YOUR TASK: Retype, word for word, every line starting at the line with "one marker per instance, written like [485,295]" and ending with the final line of the entries; skip the pictures.

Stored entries
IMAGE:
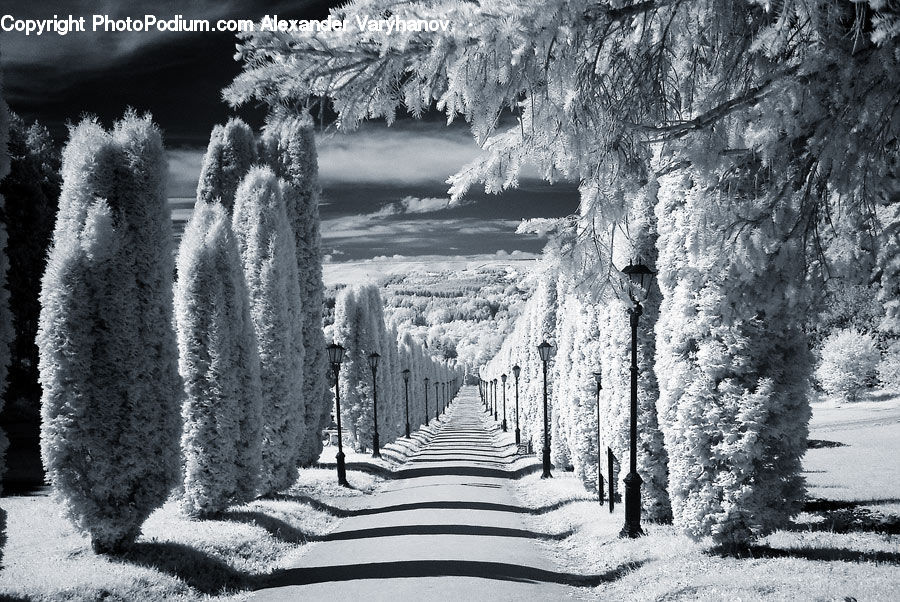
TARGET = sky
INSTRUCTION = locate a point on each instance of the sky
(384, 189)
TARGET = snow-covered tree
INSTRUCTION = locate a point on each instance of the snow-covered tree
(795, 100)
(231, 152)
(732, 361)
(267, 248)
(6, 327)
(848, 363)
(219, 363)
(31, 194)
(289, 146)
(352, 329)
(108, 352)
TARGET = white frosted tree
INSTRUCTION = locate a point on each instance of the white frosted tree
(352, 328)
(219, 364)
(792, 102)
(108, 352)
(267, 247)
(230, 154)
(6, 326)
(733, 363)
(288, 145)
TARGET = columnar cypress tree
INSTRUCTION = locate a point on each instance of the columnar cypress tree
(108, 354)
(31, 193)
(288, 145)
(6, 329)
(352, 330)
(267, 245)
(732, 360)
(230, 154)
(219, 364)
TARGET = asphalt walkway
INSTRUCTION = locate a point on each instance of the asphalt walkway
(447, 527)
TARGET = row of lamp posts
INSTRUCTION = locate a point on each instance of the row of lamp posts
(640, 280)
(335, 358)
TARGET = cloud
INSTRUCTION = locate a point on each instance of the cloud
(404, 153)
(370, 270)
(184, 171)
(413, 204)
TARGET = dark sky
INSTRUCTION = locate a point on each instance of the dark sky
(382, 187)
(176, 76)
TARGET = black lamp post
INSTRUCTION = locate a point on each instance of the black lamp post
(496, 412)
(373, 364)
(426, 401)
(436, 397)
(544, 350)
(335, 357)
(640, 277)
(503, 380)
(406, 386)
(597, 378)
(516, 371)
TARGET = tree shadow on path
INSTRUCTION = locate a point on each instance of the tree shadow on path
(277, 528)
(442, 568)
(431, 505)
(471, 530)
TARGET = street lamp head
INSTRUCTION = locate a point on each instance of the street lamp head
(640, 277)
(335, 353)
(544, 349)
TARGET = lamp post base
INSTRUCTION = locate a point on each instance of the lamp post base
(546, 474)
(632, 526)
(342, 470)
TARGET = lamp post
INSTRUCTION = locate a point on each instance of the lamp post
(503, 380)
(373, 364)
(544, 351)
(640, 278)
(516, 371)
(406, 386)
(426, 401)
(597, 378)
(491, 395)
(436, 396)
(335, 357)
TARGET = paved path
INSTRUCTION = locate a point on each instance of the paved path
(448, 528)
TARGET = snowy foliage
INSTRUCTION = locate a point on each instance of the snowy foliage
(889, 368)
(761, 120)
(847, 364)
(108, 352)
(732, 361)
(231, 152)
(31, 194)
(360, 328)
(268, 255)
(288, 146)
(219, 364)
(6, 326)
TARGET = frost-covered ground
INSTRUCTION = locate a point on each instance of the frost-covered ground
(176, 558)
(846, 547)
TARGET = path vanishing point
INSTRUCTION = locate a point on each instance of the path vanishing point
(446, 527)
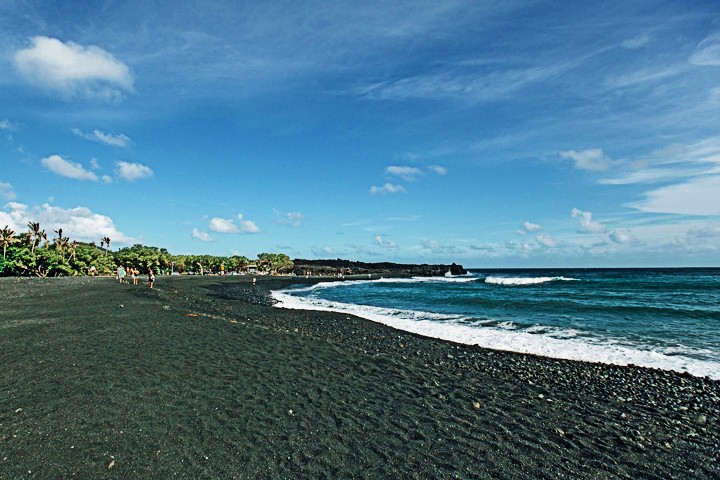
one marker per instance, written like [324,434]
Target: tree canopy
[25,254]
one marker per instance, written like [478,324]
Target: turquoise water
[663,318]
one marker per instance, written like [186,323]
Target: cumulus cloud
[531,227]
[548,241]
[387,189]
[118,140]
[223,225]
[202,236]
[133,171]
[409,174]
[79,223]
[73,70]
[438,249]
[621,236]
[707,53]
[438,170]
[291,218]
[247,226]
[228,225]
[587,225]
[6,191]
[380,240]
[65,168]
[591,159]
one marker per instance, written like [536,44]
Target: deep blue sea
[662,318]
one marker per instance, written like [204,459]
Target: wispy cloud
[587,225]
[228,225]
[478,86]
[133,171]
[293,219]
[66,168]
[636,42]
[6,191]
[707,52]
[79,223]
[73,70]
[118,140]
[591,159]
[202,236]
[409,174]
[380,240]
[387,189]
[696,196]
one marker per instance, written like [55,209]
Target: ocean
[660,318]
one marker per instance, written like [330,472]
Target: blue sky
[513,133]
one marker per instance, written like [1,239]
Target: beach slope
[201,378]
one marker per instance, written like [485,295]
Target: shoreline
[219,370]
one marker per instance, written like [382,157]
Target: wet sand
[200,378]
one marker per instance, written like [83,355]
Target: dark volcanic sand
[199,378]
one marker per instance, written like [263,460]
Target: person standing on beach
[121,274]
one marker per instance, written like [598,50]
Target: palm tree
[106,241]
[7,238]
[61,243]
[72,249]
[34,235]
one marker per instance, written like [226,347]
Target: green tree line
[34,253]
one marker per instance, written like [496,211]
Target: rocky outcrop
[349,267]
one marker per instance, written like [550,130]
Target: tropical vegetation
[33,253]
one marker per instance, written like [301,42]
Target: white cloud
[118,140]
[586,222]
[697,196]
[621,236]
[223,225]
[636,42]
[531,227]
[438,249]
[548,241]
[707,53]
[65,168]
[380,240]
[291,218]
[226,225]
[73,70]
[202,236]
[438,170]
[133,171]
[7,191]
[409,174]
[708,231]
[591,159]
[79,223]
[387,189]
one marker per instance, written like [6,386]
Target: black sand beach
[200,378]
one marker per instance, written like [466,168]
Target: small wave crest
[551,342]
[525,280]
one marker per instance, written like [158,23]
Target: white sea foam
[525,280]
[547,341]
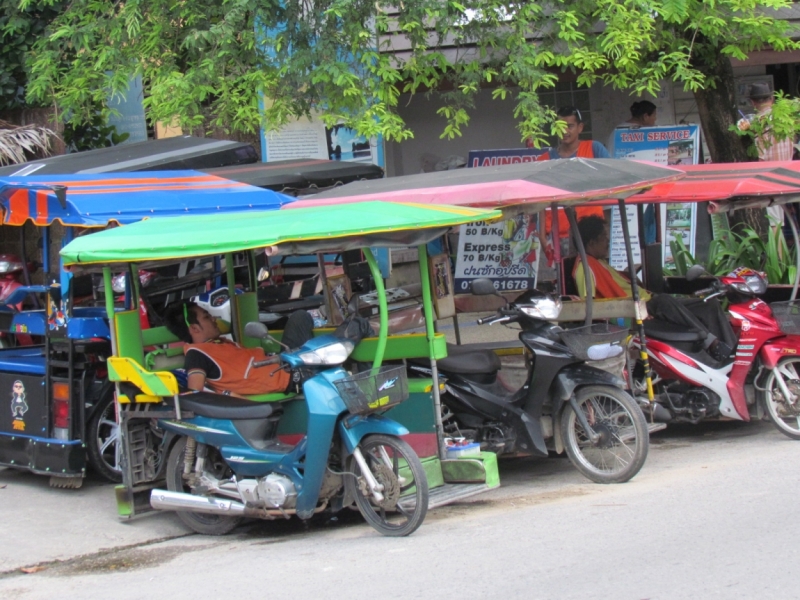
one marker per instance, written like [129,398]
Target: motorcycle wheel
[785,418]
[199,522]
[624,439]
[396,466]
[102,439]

TASK OUTPUT:
one marker per instance, written like [485,295]
Target: shoreline
[219,370]
one marker per instance, written like [382,157]
Target: wet sand
[200,378]
one marker per instance, written like [83,355]
Target: dark volcanic sand
[199,378]
one marker per instance, written like [263,460]
Target: person standing on beach
[121,274]
one marker per instance, written like [598,50]
Target: palm tree
[106,241]
[7,238]
[61,243]
[72,249]
[34,235]
one marker per instance, written like [226,347]
Target: green tree line
[34,253]
one marker per instance, written like [496,211]
Target: rocky outcrop
[349,267]
one marker per instance, written like [550,130]
Target: tropical vegetation
[33,253]
one marker per instance, written like [301,42]
Target: white cloud
[118,140]
[586,222]
[697,196]
[621,236]
[223,225]
[636,42]
[531,227]
[438,249]
[548,241]
[707,53]
[65,168]
[380,240]
[291,218]
[226,225]
[73,70]
[202,236]
[438,170]
[133,171]
[7,191]
[409,174]
[708,231]
[591,159]
[79,223]
[387,189]
one marker per instance, written like [6,386]
Target: black sand beach
[200,378]
one marker per instance, written like [466,168]
Target: small wave crest
[551,342]
[525,280]
one marker per instance, written like [158,23]
Target: white sea foam
[525,280]
[547,341]
one marker per instance, written like [129,398]
Target: motorcycle wheel
[785,418]
[199,522]
[624,439]
[396,466]
[102,439]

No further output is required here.